→ **SUPPLIED INFORMATION**:
[START]

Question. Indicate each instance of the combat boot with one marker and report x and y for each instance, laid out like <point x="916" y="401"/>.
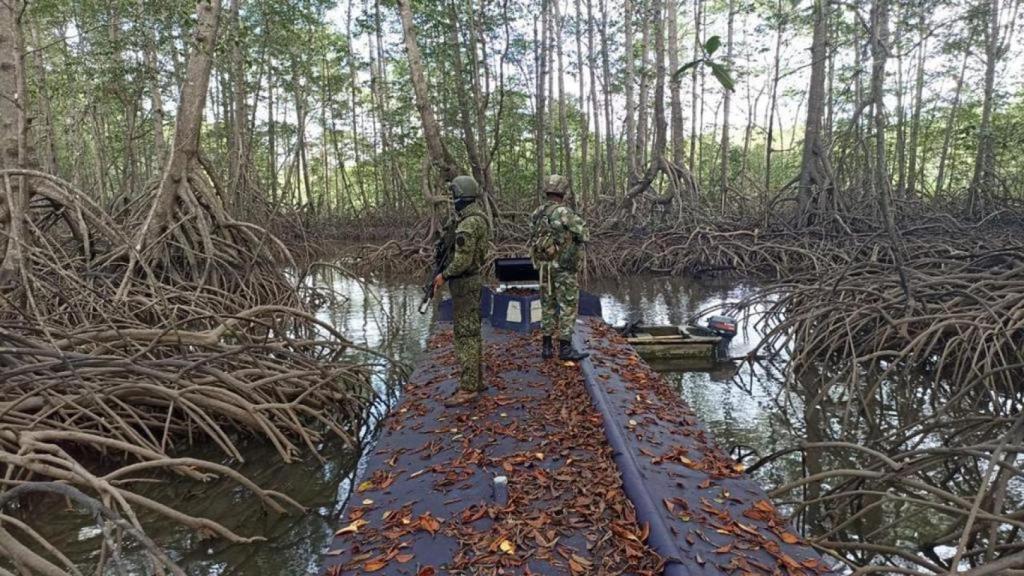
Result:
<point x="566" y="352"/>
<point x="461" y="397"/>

[END]
[START]

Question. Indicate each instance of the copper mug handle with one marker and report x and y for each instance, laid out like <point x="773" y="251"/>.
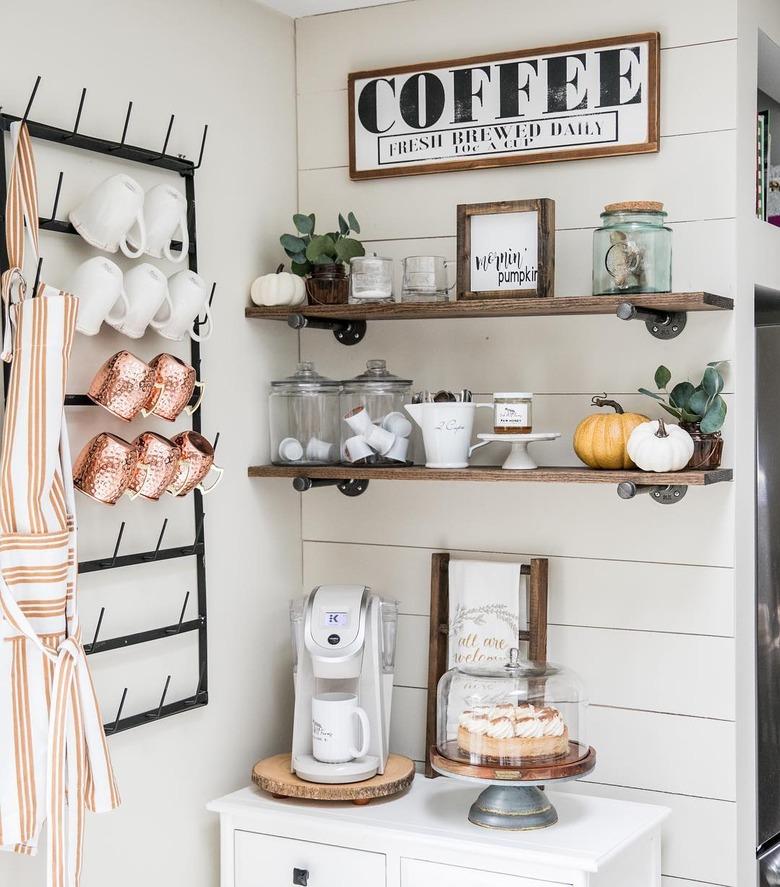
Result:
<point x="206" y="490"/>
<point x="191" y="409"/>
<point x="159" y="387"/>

[END]

Collect every line above that contains the word "with". Treat uppercase and lowercase letters as distinct.

Question. Indicate each instance of the combat boot with one marker and report x and y for each instance, laid out like <point x="916" y="401"/>.
Question. Indicate each instance of the copper mug handle with one marker and report x and y for each instance, laid out like <point x="773" y="251"/>.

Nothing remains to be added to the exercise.